- [AIM OF THE TASK]: Extract each record and reproduce it exactly.

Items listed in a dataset
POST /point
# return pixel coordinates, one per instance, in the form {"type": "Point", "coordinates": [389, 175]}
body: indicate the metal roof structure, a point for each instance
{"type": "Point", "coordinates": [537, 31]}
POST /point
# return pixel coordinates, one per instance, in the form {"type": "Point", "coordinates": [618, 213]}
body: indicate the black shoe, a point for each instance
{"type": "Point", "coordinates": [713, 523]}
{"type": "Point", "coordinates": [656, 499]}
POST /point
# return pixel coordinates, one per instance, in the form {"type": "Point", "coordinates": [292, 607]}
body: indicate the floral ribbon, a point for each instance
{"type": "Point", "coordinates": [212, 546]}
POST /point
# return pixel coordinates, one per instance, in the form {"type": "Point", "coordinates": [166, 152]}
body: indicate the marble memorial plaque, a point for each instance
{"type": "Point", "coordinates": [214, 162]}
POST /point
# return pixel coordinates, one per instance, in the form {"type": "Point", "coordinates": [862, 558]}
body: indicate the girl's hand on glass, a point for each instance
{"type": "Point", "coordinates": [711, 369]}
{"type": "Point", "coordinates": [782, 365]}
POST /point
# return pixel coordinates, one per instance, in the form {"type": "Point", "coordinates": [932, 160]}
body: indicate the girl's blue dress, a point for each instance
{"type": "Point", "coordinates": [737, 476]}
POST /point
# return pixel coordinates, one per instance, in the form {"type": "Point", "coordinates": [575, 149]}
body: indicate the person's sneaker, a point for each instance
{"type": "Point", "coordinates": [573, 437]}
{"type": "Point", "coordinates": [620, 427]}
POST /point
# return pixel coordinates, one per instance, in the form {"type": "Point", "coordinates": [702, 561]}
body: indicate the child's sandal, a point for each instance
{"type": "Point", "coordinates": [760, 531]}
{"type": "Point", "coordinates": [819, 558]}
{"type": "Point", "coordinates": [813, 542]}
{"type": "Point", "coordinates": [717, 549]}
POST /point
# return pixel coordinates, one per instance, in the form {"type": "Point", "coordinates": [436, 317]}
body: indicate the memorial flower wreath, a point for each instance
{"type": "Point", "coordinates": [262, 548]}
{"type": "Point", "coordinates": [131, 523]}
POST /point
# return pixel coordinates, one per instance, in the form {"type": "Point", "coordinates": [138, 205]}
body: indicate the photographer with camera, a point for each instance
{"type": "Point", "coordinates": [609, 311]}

- [RESULT]:
POST /point
# return pixel coordinates, one per instance, in the form {"type": "Point", "coordinates": [389, 175]}
body: indicate the metal roof structure, a point for each instance
{"type": "Point", "coordinates": [537, 31]}
POST /point
# return pixel coordinates, one per instance, in the form {"type": "Point", "coordinates": [618, 213]}
body: indicate the black shoe, a point for each instance
{"type": "Point", "coordinates": [713, 523]}
{"type": "Point", "coordinates": [656, 499]}
POST /point
# return pixel coordinates, one per instance, in the form {"type": "Point", "coordinates": [292, 607]}
body: indicate the floral ribbon, a point for each instance
{"type": "Point", "coordinates": [212, 546]}
POST /point
# return pixel coordinates, one per instance, in the form {"type": "Point", "coordinates": [166, 152]}
body: indicate the marble memorial plaque, a point for each instance
{"type": "Point", "coordinates": [214, 162]}
POST /point
# return pixel coordinates, one per instance, in the form {"type": "Point", "coordinates": [862, 558]}
body: indicate the girl's hand on glass, a point for each instance
{"type": "Point", "coordinates": [711, 369]}
{"type": "Point", "coordinates": [782, 365]}
POST /point
# return pixel coordinates, one per instance, in the form {"type": "Point", "coordinates": [932, 160]}
body: indicate the girl's blue dress, a point for each instance
{"type": "Point", "coordinates": [737, 476]}
POST /point
# return pixel coordinates, one per instance, in the form {"type": "Point", "coordinates": [575, 149]}
body: indicate the person's sneaker, a point for each instance
{"type": "Point", "coordinates": [573, 437]}
{"type": "Point", "coordinates": [620, 427]}
POST /point
# return pixel coordinates, one per instance, in the form {"type": "Point", "coordinates": [702, 561]}
body: indicate the child's sandal, a point for each instance
{"type": "Point", "coordinates": [760, 531]}
{"type": "Point", "coordinates": [819, 558]}
{"type": "Point", "coordinates": [813, 542]}
{"type": "Point", "coordinates": [717, 549]}
POST /point
# return pixel coordinates, one per instance, in the form {"type": "Point", "coordinates": [436, 317]}
body: indicate the memorial flower wreath, a point for each instance
{"type": "Point", "coordinates": [262, 548]}
{"type": "Point", "coordinates": [131, 523]}
POST /point
# return pixel coordinates, one per instance, in the form {"type": "Point", "coordinates": [138, 205]}
body: indicate the photographer with camera, a point for each instance
{"type": "Point", "coordinates": [609, 311]}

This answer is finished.